▸ Required action
Among the entries below, find the lines with the word "white" and copy them.

▸ Supplied material
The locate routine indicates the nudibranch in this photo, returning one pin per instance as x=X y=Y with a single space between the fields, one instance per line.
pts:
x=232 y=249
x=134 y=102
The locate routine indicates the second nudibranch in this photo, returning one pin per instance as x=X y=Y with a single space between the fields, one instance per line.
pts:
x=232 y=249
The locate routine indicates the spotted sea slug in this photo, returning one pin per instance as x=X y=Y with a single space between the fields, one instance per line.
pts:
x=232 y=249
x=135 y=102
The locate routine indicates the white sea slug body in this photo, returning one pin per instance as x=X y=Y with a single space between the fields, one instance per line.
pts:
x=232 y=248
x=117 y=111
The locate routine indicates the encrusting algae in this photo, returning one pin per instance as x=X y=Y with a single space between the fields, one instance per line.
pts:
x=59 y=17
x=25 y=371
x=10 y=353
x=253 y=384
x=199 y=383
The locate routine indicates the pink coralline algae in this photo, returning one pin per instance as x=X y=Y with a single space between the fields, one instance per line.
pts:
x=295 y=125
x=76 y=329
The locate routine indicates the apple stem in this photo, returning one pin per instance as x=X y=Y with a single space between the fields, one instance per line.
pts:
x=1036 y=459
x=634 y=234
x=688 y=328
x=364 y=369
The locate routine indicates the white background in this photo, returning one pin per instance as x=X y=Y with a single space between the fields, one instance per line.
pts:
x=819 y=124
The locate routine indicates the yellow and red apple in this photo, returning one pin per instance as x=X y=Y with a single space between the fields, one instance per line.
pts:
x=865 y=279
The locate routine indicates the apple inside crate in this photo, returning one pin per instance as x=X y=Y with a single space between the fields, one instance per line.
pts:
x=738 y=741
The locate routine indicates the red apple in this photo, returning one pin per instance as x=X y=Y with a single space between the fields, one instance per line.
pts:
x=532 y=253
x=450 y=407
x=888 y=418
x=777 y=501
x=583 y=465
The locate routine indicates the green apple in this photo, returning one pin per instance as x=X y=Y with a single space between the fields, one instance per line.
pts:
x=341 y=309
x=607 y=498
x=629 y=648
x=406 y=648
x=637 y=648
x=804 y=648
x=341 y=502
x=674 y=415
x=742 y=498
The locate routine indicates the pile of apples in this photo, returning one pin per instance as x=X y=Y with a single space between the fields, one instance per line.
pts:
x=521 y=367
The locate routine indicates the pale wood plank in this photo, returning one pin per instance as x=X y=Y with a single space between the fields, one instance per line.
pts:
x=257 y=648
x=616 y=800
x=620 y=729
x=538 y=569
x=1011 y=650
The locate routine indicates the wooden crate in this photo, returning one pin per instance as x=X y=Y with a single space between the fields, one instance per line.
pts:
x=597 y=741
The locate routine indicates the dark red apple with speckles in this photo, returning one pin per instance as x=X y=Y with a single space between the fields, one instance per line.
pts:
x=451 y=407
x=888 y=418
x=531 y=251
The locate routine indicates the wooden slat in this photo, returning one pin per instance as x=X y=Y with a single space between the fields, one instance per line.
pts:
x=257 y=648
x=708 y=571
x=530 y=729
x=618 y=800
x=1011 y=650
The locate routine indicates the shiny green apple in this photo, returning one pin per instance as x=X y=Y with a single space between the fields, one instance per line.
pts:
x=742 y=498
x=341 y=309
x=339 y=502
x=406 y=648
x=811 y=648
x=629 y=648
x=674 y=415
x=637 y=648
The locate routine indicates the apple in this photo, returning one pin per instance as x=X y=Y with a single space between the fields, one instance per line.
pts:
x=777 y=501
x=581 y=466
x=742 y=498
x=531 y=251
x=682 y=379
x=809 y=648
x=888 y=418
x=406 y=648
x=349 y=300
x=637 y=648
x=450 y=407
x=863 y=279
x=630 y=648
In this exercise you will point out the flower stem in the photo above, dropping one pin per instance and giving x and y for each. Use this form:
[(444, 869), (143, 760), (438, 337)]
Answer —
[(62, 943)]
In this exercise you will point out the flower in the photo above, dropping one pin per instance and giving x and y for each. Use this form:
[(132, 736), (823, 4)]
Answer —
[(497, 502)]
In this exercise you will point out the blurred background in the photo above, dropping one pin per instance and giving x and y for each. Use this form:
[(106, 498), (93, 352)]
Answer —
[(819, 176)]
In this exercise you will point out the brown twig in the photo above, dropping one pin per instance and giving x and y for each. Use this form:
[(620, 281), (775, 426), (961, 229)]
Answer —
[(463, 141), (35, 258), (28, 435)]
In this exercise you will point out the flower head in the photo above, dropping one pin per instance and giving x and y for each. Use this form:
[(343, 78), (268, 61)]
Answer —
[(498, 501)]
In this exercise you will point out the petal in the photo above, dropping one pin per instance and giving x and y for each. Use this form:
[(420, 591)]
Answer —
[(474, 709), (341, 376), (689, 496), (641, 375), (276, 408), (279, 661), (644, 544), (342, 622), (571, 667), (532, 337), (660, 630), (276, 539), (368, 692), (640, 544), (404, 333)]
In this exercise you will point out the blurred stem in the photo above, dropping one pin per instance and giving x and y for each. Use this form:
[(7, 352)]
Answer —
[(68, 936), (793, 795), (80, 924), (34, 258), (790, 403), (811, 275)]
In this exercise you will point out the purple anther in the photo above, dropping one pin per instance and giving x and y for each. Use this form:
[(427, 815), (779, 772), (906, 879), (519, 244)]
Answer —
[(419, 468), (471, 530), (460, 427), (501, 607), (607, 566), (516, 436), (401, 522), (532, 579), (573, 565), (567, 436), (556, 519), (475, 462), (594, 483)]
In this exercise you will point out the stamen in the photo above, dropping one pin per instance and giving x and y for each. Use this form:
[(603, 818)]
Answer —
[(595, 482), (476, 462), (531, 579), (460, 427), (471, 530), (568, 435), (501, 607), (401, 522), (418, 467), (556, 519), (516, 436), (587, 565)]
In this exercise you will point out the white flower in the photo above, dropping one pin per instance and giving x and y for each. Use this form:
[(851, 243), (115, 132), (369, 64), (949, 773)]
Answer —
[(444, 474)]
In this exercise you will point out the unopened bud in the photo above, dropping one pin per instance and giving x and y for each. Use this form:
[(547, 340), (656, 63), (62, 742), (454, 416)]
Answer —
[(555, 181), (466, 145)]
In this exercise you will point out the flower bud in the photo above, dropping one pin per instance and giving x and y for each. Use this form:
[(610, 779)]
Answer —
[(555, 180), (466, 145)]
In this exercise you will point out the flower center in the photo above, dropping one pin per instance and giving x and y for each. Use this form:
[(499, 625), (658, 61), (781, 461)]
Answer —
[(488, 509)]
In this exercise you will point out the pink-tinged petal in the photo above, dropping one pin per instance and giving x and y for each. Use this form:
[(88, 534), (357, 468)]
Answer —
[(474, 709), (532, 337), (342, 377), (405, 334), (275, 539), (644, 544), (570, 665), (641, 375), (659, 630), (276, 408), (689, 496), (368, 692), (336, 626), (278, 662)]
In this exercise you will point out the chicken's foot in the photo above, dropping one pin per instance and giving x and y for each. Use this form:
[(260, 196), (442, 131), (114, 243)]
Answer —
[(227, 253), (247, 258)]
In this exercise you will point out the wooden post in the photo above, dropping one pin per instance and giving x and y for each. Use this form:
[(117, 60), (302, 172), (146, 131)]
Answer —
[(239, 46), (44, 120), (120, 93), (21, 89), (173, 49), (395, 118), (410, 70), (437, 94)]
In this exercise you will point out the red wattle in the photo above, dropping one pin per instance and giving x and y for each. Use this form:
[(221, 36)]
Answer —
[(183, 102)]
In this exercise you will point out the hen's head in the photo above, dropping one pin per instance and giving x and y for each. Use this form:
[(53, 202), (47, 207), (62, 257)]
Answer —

▸ Answer below
The locate routine indicates the white sea slug body in this photo, returning one pin per instance as x=X y=Y with a single space between the fields, one instance per line.
The locate routine indicates the white background in this photo, returning one pin per instance as x=X y=Y with a single space between the fields, one instance per line.
In this exercise you will point out the white flower in the photo above, dropping one pin per instance and giving x and y for each. Use this form:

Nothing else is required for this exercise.